Input data -
★ ★ ★ ★

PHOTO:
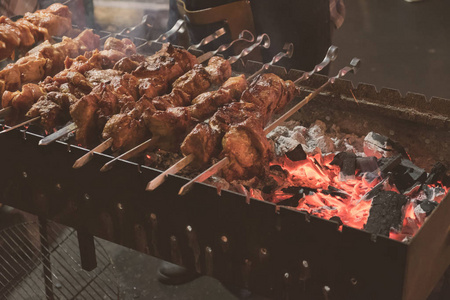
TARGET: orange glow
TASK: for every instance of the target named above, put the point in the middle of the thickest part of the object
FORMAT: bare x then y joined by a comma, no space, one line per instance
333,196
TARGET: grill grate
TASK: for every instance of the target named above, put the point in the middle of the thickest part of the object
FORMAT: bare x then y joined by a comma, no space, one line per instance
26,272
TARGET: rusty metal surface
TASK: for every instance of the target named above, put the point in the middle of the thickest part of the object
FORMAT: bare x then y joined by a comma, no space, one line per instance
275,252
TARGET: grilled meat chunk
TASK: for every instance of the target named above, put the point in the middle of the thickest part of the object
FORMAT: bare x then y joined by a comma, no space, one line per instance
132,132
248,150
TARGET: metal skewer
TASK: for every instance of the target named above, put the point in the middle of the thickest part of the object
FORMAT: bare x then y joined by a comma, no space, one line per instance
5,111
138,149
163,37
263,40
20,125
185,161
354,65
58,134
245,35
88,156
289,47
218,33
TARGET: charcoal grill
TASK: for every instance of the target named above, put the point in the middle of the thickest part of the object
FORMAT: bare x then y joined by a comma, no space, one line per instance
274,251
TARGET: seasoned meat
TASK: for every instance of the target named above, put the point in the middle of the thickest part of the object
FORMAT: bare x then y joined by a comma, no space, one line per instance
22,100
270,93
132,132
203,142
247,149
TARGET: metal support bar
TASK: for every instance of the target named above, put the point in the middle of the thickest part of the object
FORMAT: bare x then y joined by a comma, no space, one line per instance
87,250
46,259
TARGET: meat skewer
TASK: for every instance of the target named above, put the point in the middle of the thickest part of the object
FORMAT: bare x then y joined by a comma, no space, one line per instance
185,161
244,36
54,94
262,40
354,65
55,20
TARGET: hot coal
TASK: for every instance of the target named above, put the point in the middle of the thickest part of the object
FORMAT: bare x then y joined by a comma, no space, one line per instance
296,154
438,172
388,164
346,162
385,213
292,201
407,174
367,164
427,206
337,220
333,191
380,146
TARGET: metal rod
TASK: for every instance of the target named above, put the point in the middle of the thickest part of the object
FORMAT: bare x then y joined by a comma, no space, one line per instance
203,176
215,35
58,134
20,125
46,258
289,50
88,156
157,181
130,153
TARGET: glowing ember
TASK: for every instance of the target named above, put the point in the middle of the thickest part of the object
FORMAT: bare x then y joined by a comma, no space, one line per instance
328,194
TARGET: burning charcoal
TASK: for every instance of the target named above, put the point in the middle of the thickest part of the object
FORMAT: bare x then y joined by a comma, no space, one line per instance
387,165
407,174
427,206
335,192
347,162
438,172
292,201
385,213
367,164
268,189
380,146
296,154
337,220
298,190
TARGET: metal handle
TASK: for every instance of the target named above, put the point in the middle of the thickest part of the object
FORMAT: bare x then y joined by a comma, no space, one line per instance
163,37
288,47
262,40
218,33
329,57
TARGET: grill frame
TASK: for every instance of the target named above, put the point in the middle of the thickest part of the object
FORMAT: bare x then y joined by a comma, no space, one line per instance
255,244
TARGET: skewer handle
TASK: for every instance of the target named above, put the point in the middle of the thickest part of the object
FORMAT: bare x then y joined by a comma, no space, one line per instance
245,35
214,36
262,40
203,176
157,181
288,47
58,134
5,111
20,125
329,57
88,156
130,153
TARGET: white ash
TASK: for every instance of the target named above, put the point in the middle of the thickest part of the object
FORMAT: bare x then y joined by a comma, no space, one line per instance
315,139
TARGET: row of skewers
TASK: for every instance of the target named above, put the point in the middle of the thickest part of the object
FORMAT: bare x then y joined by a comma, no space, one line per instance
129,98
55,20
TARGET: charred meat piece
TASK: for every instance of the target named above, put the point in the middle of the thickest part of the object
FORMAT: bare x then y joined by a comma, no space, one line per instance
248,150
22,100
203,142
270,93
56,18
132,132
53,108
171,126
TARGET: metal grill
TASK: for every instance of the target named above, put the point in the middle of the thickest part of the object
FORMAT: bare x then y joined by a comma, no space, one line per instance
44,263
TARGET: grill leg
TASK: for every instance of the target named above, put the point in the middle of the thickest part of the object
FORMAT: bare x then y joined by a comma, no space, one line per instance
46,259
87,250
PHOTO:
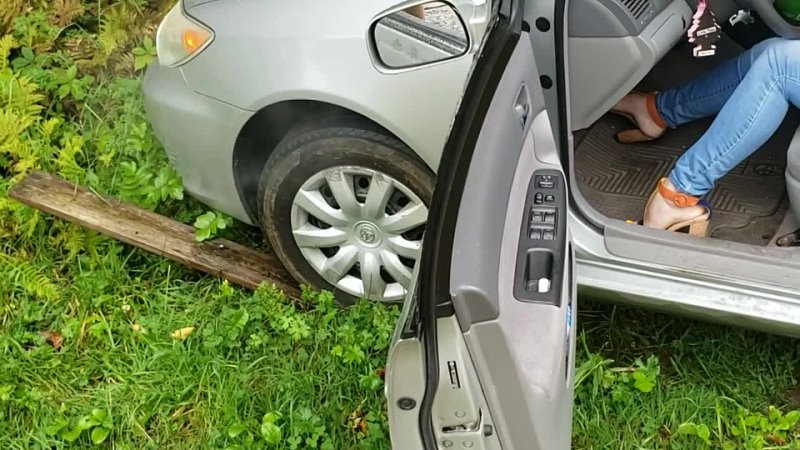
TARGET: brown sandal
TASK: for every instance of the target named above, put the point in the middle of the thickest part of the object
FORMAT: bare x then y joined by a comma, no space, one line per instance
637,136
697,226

★ ★ ★ ★

Look through the material above. Copy each line where the word "metal" appears.

TARGET: rusty metal surface
TARGET: metal skewer
TARGET: metal support bar
TARGET: metal rod
TARGET: metal handle
TARGET: metal grill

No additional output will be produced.